In the data below, which lines hold the word "soil"? Copy them.

== Segment start ==

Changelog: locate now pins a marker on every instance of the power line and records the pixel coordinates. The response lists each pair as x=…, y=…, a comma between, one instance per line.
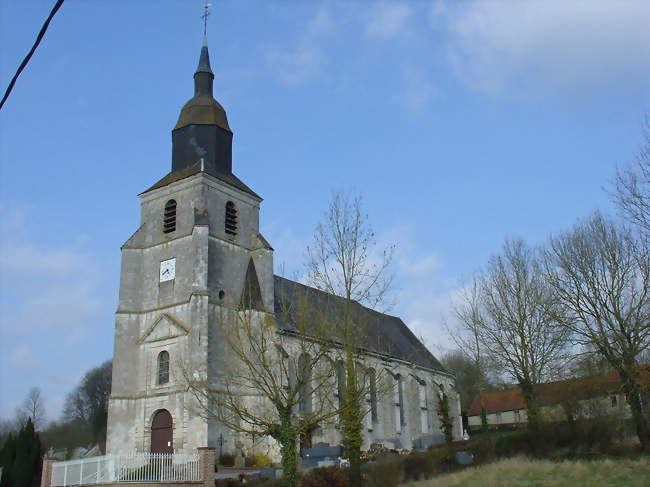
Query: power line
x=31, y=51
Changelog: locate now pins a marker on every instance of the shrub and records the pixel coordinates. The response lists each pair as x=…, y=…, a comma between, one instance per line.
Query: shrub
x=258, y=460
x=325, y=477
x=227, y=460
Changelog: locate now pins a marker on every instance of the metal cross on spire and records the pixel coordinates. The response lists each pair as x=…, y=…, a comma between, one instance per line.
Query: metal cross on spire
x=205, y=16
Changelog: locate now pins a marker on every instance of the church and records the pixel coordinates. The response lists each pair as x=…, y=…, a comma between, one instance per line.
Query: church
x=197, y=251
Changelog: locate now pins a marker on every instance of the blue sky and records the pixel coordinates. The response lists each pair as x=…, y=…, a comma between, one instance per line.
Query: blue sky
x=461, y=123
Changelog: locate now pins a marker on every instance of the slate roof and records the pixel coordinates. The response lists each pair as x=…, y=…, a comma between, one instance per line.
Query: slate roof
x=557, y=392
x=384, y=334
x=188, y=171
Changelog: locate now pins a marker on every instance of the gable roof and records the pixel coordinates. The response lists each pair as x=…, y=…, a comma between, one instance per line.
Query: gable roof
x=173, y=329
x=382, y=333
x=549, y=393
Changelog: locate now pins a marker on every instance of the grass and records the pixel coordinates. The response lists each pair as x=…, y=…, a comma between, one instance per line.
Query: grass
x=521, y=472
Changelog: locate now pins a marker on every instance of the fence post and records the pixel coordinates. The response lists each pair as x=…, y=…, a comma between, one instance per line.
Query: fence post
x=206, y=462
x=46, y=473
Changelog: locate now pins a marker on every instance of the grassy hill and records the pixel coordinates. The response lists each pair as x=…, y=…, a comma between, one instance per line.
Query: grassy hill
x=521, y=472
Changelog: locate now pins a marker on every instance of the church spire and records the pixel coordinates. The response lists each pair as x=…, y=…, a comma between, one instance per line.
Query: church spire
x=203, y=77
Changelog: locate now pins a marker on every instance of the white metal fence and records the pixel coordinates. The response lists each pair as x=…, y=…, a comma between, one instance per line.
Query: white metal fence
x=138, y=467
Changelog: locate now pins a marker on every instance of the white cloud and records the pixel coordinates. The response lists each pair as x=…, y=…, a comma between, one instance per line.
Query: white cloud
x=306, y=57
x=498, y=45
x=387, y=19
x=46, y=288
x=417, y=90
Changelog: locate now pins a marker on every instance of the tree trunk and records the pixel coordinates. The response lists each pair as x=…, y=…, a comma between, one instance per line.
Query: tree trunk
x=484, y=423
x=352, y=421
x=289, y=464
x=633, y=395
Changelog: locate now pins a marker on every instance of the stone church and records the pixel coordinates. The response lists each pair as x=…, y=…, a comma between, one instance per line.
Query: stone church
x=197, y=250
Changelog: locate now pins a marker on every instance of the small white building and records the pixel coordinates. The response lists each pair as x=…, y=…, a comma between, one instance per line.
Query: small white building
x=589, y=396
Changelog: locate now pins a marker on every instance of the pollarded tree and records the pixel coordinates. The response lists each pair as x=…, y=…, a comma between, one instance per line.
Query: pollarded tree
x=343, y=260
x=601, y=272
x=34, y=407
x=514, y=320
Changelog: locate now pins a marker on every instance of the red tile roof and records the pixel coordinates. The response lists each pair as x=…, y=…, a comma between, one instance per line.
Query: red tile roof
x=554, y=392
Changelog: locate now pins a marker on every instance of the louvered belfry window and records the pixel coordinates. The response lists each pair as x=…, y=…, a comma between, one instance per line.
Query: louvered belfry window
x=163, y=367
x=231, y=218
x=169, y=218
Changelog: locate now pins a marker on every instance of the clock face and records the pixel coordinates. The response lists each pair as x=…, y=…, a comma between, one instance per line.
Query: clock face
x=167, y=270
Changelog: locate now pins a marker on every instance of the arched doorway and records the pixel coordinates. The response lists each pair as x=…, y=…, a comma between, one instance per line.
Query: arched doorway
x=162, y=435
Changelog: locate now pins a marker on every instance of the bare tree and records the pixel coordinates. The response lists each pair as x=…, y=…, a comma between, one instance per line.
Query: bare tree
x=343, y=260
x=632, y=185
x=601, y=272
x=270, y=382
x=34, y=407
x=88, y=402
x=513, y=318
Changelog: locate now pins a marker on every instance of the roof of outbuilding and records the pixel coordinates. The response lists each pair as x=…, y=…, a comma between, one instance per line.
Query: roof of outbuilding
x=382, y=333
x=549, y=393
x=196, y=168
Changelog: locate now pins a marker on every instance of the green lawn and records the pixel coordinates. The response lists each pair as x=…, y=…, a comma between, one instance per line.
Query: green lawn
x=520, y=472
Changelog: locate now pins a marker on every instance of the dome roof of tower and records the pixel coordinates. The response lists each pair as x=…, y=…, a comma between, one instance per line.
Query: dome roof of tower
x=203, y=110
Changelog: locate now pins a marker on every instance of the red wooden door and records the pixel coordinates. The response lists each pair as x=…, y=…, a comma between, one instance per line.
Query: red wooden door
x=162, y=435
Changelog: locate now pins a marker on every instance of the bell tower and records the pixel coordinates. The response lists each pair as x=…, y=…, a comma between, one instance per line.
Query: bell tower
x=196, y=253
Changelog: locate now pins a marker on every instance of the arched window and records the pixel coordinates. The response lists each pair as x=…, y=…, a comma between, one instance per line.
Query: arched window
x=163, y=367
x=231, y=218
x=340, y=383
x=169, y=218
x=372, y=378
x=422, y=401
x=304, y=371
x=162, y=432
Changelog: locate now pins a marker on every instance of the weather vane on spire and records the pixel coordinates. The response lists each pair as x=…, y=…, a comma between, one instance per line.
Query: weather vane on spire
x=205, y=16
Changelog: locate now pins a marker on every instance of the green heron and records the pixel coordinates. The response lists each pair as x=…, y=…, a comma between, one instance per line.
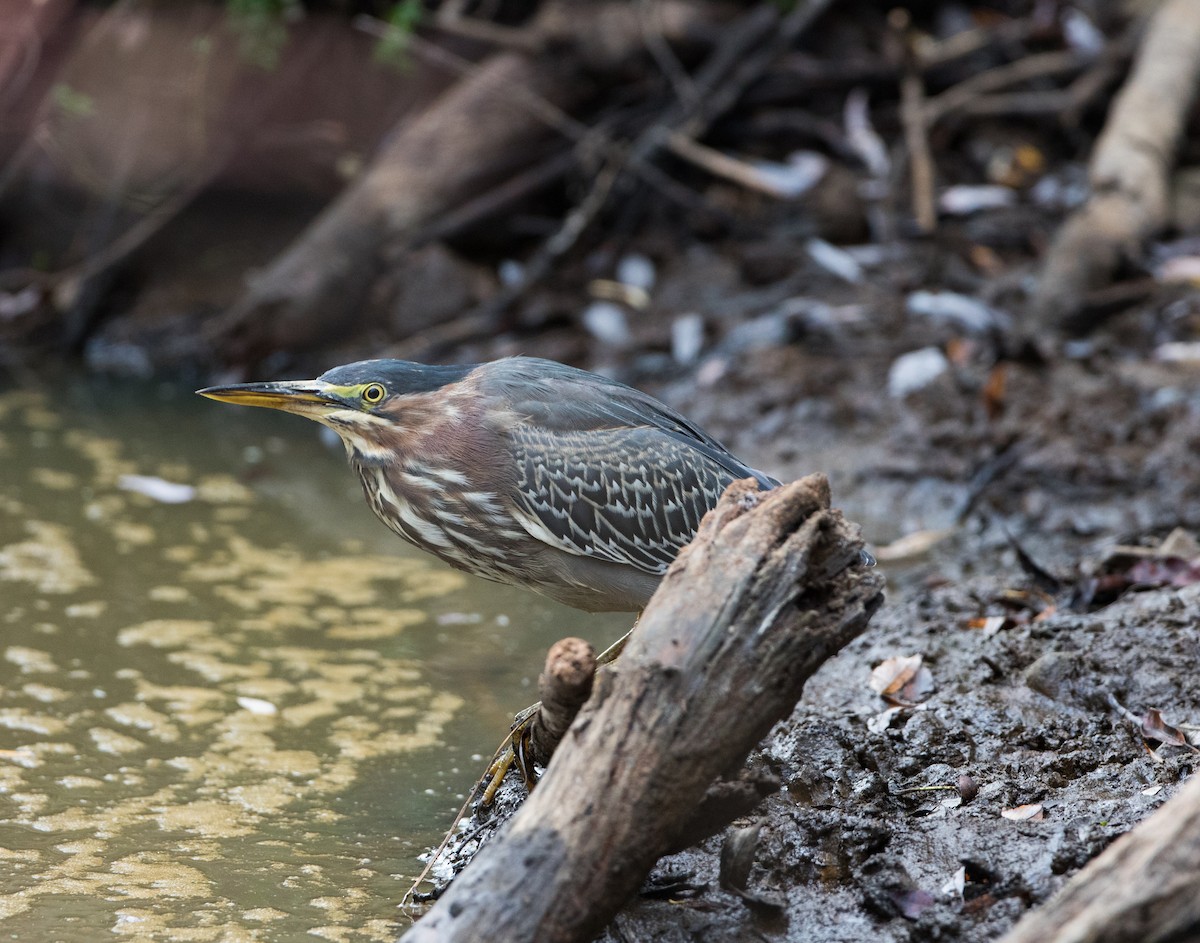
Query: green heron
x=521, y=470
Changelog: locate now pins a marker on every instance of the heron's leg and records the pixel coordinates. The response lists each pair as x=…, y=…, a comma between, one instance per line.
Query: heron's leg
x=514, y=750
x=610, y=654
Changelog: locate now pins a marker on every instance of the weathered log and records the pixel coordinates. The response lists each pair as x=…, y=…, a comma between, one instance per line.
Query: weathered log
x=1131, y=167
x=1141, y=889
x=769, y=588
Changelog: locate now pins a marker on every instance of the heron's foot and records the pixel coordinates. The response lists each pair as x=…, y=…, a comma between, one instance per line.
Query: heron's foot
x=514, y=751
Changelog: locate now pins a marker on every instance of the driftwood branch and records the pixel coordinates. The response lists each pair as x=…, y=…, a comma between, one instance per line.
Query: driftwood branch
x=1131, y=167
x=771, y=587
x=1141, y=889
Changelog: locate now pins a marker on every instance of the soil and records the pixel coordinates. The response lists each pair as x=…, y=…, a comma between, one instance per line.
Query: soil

== Segment end ==
== Segment start ==

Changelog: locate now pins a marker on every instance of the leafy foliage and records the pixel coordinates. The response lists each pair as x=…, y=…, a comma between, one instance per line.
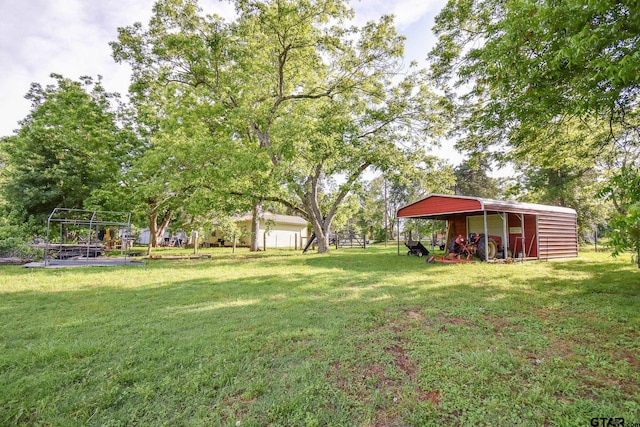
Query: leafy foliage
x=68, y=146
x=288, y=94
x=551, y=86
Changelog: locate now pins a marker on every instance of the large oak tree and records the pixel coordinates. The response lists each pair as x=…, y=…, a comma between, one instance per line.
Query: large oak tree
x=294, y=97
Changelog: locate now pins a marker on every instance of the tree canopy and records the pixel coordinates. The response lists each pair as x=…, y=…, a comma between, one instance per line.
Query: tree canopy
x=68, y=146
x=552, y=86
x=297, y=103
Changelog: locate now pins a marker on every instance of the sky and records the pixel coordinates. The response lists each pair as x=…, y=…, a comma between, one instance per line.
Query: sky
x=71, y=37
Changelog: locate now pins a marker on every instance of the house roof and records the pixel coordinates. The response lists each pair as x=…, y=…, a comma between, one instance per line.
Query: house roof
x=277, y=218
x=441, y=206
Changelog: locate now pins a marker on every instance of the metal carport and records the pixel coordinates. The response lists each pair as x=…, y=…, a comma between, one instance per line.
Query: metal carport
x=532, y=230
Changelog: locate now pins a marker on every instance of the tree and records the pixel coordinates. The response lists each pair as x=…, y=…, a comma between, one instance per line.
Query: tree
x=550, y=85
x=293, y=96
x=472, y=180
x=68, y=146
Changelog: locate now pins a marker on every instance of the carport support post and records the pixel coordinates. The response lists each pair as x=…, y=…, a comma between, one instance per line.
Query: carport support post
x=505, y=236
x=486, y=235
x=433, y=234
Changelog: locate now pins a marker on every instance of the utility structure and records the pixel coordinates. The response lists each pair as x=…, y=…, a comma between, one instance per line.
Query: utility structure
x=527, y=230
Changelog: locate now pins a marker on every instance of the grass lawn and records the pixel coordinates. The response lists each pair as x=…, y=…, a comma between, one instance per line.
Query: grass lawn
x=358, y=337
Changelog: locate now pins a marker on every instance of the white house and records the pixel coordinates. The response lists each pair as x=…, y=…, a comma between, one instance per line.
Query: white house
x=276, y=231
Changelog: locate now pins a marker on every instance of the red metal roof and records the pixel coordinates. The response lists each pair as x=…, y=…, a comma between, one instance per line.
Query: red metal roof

== Segment end ==
== Segment start ==

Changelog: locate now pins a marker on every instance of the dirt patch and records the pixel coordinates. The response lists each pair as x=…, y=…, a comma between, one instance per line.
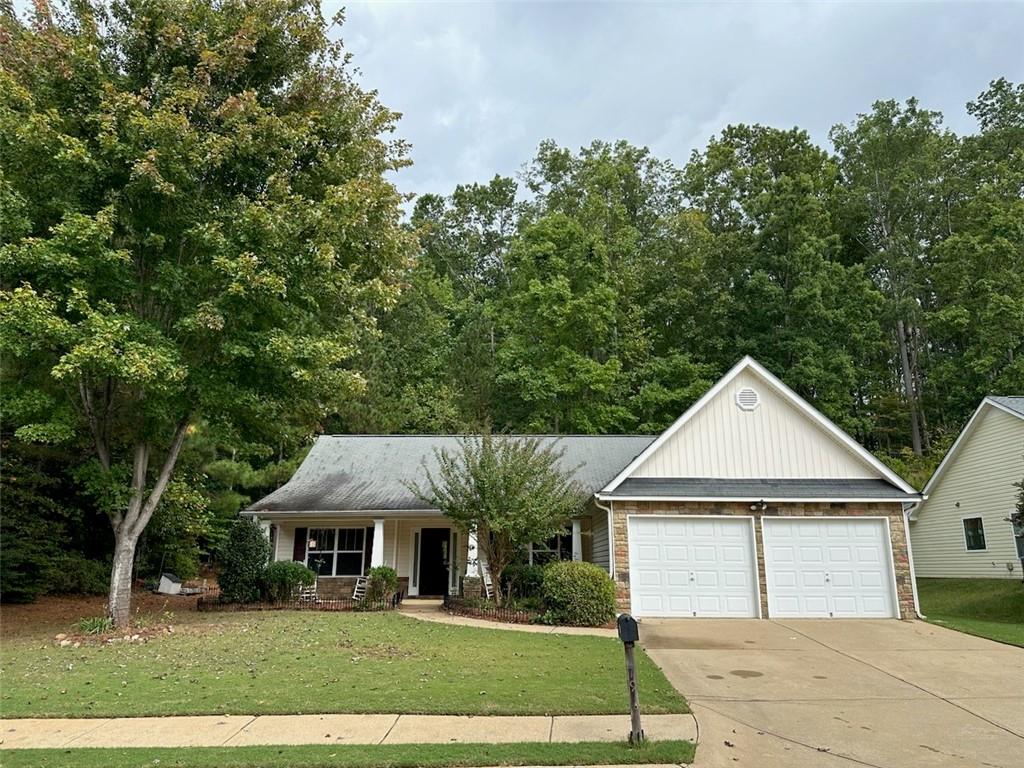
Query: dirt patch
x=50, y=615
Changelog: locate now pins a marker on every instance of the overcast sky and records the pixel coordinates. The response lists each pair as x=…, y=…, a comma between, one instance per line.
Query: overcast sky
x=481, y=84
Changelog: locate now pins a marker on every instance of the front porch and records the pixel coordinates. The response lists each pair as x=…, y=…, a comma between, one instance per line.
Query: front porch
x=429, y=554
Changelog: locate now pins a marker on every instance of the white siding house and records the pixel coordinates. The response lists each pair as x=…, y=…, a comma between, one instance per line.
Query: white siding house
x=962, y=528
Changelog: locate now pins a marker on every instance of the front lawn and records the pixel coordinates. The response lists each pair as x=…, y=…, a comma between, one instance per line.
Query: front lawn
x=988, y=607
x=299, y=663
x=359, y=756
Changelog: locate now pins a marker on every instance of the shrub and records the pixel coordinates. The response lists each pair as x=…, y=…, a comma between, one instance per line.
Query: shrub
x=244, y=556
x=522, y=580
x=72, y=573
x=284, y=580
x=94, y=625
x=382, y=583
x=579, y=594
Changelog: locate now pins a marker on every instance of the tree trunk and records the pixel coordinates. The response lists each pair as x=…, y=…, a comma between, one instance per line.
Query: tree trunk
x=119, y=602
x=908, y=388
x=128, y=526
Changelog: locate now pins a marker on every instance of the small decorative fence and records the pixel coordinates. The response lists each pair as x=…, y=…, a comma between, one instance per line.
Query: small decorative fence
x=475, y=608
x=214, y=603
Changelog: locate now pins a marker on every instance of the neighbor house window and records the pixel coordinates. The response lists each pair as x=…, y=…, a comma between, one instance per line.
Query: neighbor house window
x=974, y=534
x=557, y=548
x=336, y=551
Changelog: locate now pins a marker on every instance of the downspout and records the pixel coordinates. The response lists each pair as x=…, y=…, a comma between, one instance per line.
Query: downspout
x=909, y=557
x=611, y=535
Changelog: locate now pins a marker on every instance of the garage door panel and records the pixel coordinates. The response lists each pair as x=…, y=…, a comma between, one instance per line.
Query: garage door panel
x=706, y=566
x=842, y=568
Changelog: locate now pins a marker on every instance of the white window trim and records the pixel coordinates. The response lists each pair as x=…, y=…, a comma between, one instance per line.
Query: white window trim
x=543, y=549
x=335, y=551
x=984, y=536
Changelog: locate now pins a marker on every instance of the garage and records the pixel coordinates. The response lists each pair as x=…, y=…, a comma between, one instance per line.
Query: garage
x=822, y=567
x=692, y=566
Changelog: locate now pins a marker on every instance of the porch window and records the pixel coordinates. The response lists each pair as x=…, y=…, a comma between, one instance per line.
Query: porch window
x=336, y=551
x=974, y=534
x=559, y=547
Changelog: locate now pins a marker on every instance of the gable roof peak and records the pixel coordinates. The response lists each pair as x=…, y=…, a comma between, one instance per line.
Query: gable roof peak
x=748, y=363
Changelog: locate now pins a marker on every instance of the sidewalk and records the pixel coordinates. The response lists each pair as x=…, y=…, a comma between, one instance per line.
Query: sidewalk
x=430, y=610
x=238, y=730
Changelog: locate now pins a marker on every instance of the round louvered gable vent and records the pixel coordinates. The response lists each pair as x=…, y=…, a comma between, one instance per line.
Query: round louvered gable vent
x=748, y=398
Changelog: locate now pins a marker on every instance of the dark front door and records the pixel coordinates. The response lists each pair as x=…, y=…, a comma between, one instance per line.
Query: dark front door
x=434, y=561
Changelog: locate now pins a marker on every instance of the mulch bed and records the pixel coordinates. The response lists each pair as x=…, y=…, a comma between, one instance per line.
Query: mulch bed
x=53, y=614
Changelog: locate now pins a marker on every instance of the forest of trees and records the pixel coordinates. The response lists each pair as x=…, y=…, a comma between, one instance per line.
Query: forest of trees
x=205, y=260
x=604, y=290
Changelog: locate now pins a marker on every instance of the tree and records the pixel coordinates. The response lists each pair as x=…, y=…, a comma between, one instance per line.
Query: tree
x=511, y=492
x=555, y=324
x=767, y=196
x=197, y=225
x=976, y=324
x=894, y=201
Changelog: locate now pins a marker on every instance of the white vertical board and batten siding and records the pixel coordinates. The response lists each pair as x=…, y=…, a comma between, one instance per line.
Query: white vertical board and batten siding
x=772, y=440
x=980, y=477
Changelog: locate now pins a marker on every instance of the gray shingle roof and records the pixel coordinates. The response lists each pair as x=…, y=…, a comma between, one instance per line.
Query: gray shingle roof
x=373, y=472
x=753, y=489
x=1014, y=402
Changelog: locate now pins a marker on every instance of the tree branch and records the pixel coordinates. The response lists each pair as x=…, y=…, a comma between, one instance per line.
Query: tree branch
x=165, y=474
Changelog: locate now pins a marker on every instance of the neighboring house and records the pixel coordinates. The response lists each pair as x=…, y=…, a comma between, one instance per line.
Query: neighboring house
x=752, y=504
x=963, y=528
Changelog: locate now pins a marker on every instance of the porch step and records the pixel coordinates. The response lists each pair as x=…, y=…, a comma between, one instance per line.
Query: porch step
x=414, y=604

== Segment end ==

- [RESPONSE TO THE TASK]:
Changelog: locate now pins a marker on every instance of the soil and records the pixel coordinates. The response lists each pair as x=…, y=…, a comma between, one instance per line.
Query: soil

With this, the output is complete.